= Available records =
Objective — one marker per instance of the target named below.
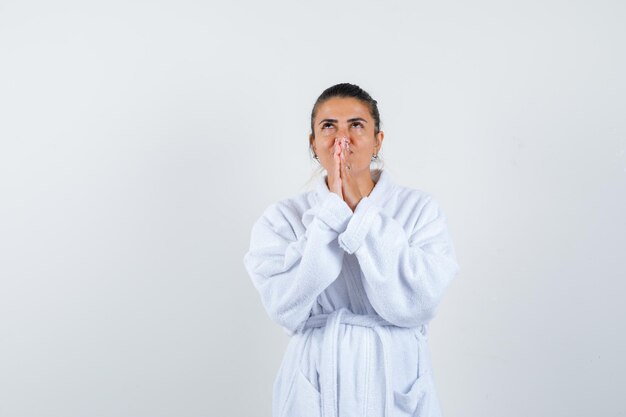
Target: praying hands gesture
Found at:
(340, 180)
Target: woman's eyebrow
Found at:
(354, 119)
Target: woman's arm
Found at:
(404, 274)
(289, 271)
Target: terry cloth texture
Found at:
(356, 291)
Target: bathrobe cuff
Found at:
(334, 212)
(358, 226)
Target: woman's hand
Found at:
(334, 176)
(350, 189)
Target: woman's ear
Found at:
(380, 136)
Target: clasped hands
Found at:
(340, 179)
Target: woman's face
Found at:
(346, 117)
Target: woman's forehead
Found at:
(341, 108)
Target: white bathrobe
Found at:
(356, 292)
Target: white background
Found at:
(140, 141)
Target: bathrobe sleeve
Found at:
(293, 258)
(405, 271)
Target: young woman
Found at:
(353, 270)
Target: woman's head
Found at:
(346, 111)
(347, 90)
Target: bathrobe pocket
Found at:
(303, 399)
(420, 399)
(417, 400)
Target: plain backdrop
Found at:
(139, 141)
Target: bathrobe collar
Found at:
(384, 185)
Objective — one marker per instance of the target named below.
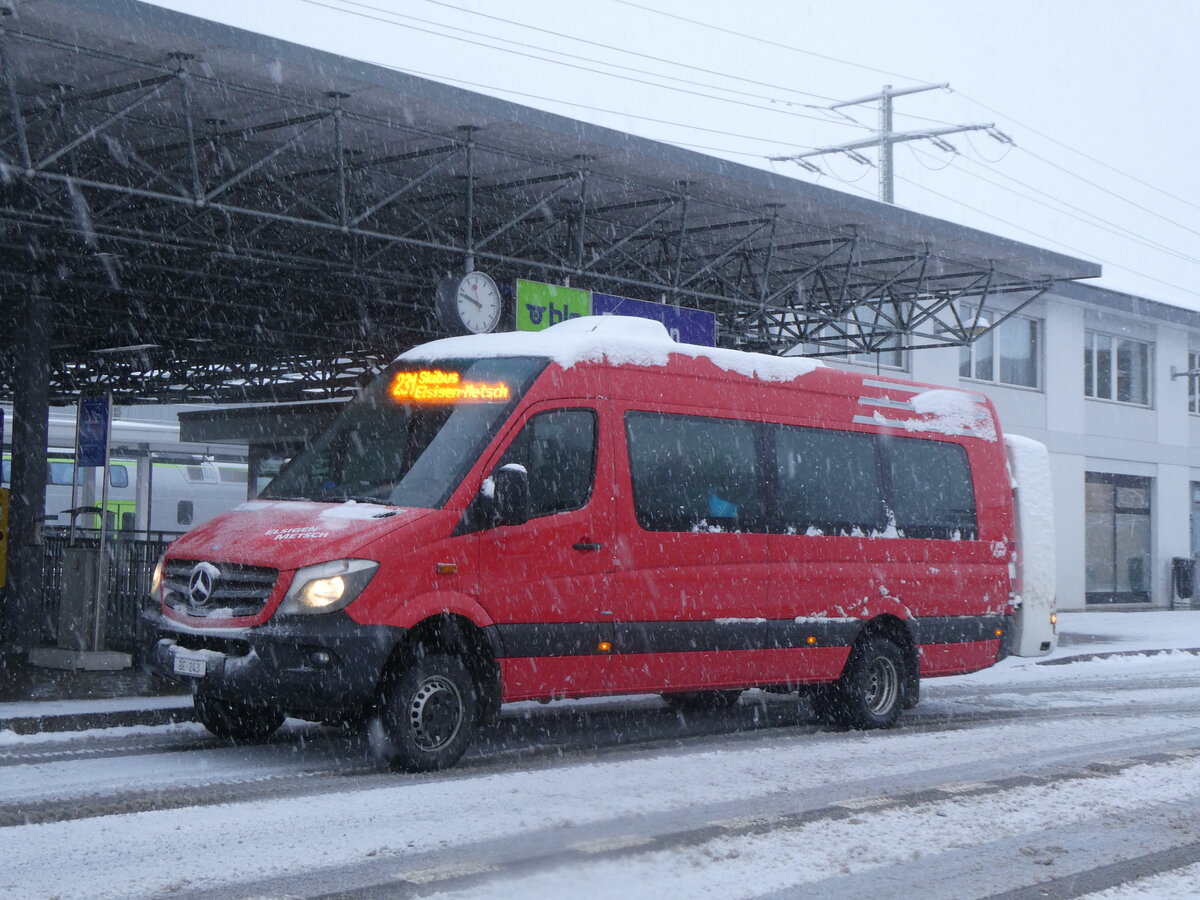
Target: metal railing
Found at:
(131, 562)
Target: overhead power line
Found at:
(768, 42)
(886, 138)
(618, 49)
(778, 106)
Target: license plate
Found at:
(189, 665)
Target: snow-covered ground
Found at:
(1027, 773)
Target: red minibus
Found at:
(593, 510)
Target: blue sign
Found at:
(91, 438)
(685, 325)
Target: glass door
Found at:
(1117, 539)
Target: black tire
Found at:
(429, 713)
(871, 690)
(702, 701)
(237, 721)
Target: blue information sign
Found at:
(91, 442)
(685, 325)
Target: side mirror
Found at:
(510, 486)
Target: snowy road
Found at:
(1026, 780)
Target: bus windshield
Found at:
(413, 435)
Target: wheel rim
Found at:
(882, 685)
(435, 713)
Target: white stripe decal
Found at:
(885, 402)
(891, 387)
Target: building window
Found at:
(1117, 539)
(1116, 369)
(1008, 354)
(1193, 390)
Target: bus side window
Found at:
(558, 450)
(826, 481)
(695, 473)
(931, 495)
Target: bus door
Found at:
(544, 582)
(693, 579)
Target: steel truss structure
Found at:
(214, 215)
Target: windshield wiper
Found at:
(358, 498)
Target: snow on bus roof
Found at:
(618, 340)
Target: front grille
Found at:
(233, 589)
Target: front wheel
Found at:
(870, 693)
(427, 713)
(234, 720)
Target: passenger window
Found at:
(694, 474)
(558, 449)
(930, 489)
(827, 481)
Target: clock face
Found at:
(471, 305)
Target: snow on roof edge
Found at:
(616, 340)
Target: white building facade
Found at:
(1101, 378)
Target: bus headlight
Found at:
(156, 580)
(327, 587)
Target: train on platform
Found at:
(189, 484)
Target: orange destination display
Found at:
(433, 385)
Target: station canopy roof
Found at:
(217, 215)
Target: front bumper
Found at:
(318, 665)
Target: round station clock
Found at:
(469, 304)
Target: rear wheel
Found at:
(234, 720)
(871, 690)
(701, 701)
(427, 713)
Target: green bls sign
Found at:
(544, 305)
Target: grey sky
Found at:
(1068, 79)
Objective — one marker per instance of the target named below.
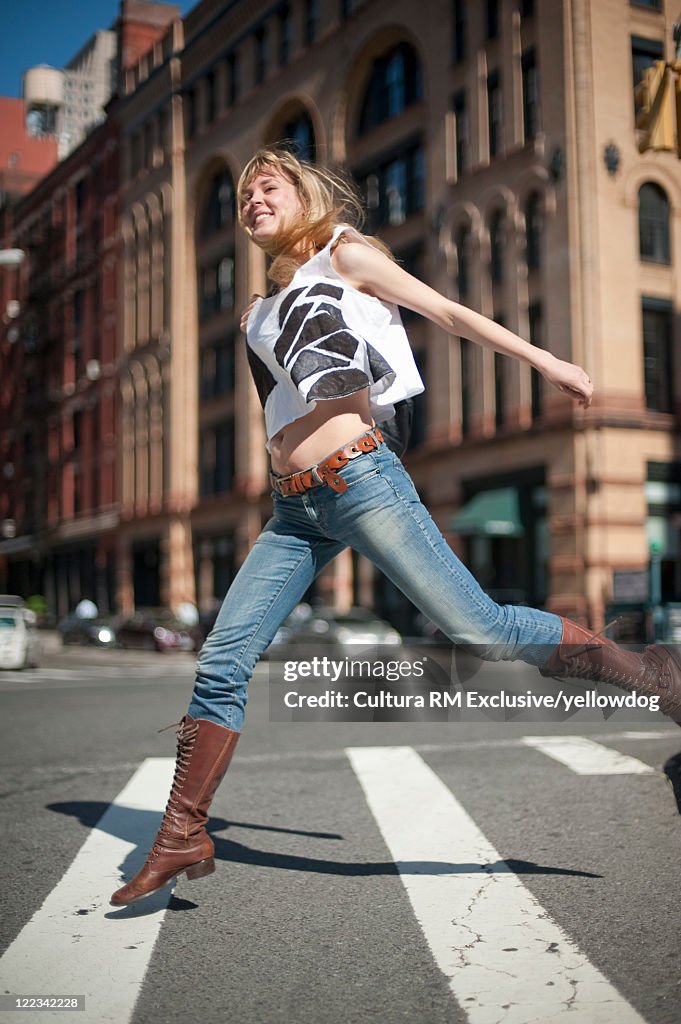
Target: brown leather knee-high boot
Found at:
(655, 672)
(204, 753)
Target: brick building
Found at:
(497, 148)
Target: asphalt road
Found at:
(313, 912)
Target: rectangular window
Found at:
(459, 29)
(232, 79)
(311, 20)
(190, 108)
(461, 132)
(135, 154)
(224, 457)
(493, 18)
(657, 315)
(500, 390)
(495, 113)
(466, 385)
(500, 383)
(217, 288)
(535, 315)
(260, 55)
(216, 458)
(285, 36)
(217, 370)
(529, 94)
(211, 96)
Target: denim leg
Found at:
(280, 567)
(386, 521)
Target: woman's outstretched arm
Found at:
(369, 270)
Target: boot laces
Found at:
(186, 735)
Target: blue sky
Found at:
(49, 32)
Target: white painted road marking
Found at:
(584, 757)
(505, 958)
(76, 943)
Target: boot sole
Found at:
(194, 871)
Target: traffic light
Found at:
(656, 108)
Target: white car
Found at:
(19, 647)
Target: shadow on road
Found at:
(130, 824)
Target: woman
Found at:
(330, 357)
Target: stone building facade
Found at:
(496, 145)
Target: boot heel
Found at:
(201, 869)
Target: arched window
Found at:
(534, 230)
(653, 223)
(395, 83)
(219, 206)
(297, 134)
(497, 247)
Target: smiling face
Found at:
(270, 203)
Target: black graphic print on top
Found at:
(315, 340)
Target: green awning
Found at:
(492, 513)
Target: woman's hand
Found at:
(569, 379)
(248, 310)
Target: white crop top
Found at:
(320, 338)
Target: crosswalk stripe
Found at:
(584, 757)
(75, 944)
(504, 957)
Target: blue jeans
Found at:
(381, 516)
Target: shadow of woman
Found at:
(138, 828)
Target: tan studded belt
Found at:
(327, 471)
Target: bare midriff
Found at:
(332, 424)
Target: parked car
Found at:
(99, 632)
(19, 647)
(352, 630)
(157, 629)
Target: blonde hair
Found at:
(328, 200)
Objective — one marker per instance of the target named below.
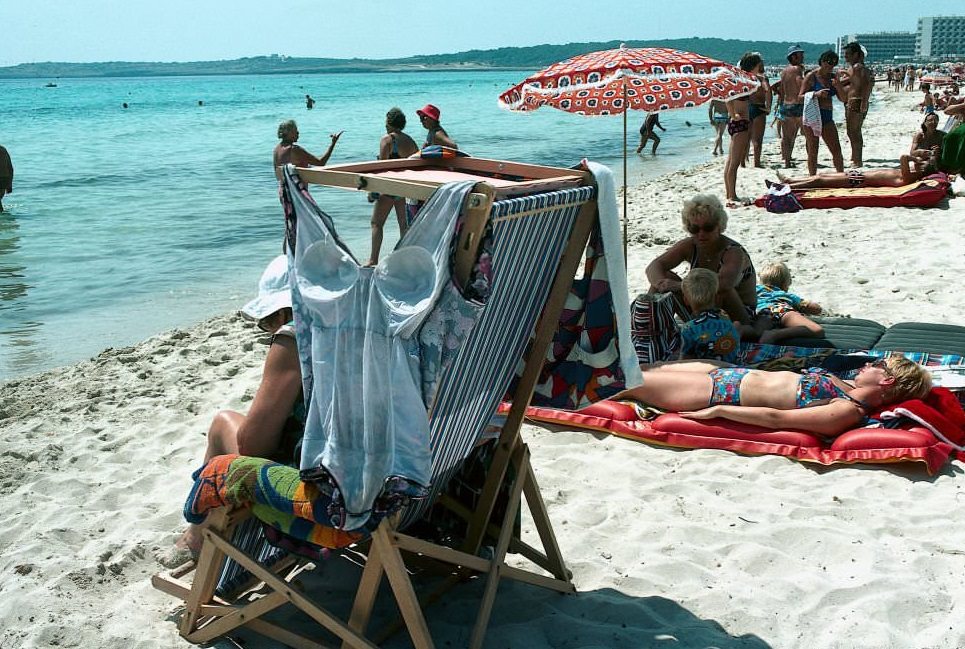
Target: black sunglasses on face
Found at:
(706, 227)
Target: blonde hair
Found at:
(706, 205)
(286, 129)
(775, 274)
(700, 288)
(912, 381)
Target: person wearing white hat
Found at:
(276, 418)
(273, 306)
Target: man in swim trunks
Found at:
(6, 175)
(647, 132)
(791, 79)
(859, 83)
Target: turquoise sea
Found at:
(127, 222)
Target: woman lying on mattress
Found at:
(912, 169)
(814, 401)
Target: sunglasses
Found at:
(880, 364)
(706, 227)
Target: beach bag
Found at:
(653, 329)
(780, 199)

= Short task =
Please copy every line above word for word, from first to last, and leave out the pictures.

= Written response =
Objective — one marker per instance of the target named below.
Target: praying hands gesture
Found at:
(340, 180)
Target: woman's eyebrow
Found at:
(354, 119)
Target: woman's arm
Found at:
(404, 274)
(289, 271)
Target: terry cloth texture
Found at:
(356, 291)
Target: bathrobe cuff
Found at:
(334, 212)
(358, 226)
Target: woman's hand
Found at:
(334, 176)
(350, 189)
Target: woman's ear
Found at:
(380, 136)
Target: clasped hands
Found at:
(340, 179)
Target: woman's face
Found at:
(346, 117)
Target: woman's forehead
Found at:
(341, 108)
Target: white bathrobe
Found at:
(356, 292)
Target: white background
Found at:
(140, 141)
Target: bathrobe sleeve
Found at:
(293, 258)
(405, 271)
Target: young woman
Found at:
(353, 270)
Target: woman's head
Found at:
(346, 111)
(347, 90)
Target: bathrobe pocket
Found at:
(303, 399)
(420, 399)
(417, 400)
Target: plain backdrop
Found at:
(139, 141)
Target: bathrobe collar
Found at:
(384, 185)
Objective — one marker per instance of the target named below.
Target: metal railing
Found at:
(131, 562)
Target: overhead power line
Found at:
(768, 42)
(886, 138)
(618, 49)
(778, 106)
Target: license plate
Found at:
(189, 665)
Target: snow-covered ground
Found at:
(1027, 773)
Target: red minibus
Found at:
(593, 510)
Target: blue sign
Found at:
(91, 438)
(685, 325)
Target: glass door
Found at:
(1117, 539)
Target: black tire
Found at:
(429, 713)
(871, 690)
(702, 701)
(237, 721)
Target: blue information sign
Found at:
(91, 442)
(685, 325)
Target: side mirror
Found at:
(510, 486)
Target: snowy road
Found at:
(1026, 780)
Target: bus windshield
Found at:
(413, 435)
Target: wheel rim
Found at:
(882, 685)
(435, 713)
Target: white stripe decal
Found at:
(885, 402)
(891, 387)
Target: building window
Found at:
(1117, 539)
(1116, 369)
(1008, 354)
(1193, 390)
Target: bus side window
Found at:
(558, 450)
(826, 481)
(695, 473)
(931, 495)
Target: bus door
Found at:
(544, 582)
(693, 579)
Target: steel truss structure
Found at:
(214, 215)
Target: windshield wiper
Found at:
(358, 498)
Target: snow on bus roof
Found at:
(618, 340)
Target: front grille
Found at:
(233, 589)
Target: front wheel
Found at:
(870, 693)
(427, 713)
(234, 720)
Target: passenger window
Found at:
(694, 474)
(558, 449)
(930, 489)
(827, 481)
Target: clock face
Found at:
(471, 305)
Target: snow on roof edge
Found at:
(616, 340)
Target: white building facade
Found at:
(1101, 378)
Target: bus headlight
Found at:
(156, 580)
(327, 587)
Target: train on platform
Found at:
(189, 484)
Target: orange destination display
Found at:
(433, 385)
Target: station canopy roof
Found at:
(217, 215)
Target: front bumper
Found at:
(318, 665)
Target: round station clock
Found at:
(469, 304)
Target: rear wheel
Found at:
(234, 720)
(871, 690)
(701, 701)
(427, 713)
Target: green bls sign
Found at:
(544, 305)
Target: grey sky
Found at:
(1068, 79)
Objective — one marker per instance of the target named below.
Target: brown leather knee-high boot
Found at:
(655, 672)
(204, 753)
Target: brick building
Found at:
(497, 148)
Target: asphalt road
Found at:
(313, 912)
Target: rectangular window
Found at:
(459, 29)
(232, 79)
(311, 20)
(190, 108)
(461, 132)
(135, 154)
(224, 457)
(493, 18)
(657, 315)
(500, 390)
(495, 113)
(466, 385)
(500, 383)
(217, 288)
(535, 315)
(260, 55)
(216, 458)
(285, 36)
(217, 370)
(529, 94)
(211, 96)
Target: denim leg
Found at:
(280, 567)
(386, 521)
Target: woman's outstretched arm
Found at:
(369, 270)
Target: boot laces
Found at:
(186, 735)
Target: blue sky
Found at:
(49, 32)
Target: white painted road marking
Found at:
(584, 757)
(505, 958)
(76, 943)
Target: boot sole
Found at:
(194, 871)
Target: traffic light
Found at:
(656, 108)
Target: white car
Found at:
(19, 647)
Target: shadow on road
Found at:
(130, 824)
Target: woman
Found at:
(330, 357)
Target: stone building facade
Found at:
(496, 145)
Target: boot heel
Found at:
(201, 869)
Target: arched window
Found at:
(534, 230)
(653, 223)
(395, 83)
(219, 206)
(297, 134)
(497, 247)
Target: smiling face
Found at:
(270, 203)
Target: black graphic print on top
Found at:
(315, 340)
Target: green awning
Found at:
(492, 513)
Target: woman's hand
Found at:
(569, 379)
(248, 310)
Target: white crop top
Found at:
(320, 338)
Target: crosswalk stripe
Found at:
(584, 757)
(75, 944)
(504, 957)
Target: blue jeans
Found at:
(381, 516)
Target: shadow of woman
Found at:
(138, 828)
Target: tan studded belt
Found at:
(327, 471)
Target: bare midriff
Found at:
(332, 424)
Target: parked car
Found at:
(99, 632)
(19, 647)
(352, 630)
(157, 629)
Target: blonde hair
Found at:
(328, 200)
Objective — one marker per instance of the target named below.
Target: black sunglasses on face
Found at:
(706, 227)
Target: blonde hair
Found at:
(706, 205)
(286, 129)
(775, 274)
(700, 288)
(912, 381)
Target: person wearing white hat
Found at:
(276, 418)
(273, 306)
Target: man in swim trunks
Found at:
(6, 175)
(647, 132)
(791, 79)
(859, 83)
Target: turquoise sea
Found at:
(127, 222)
Target: woman lying on mattress
Found at:
(912, 169)
(814, 401)
Target: sunglasses
Found at:
(880, 364)
(706, 227)
Target: beach bag
Found at:
(653, 329)
(780, 199)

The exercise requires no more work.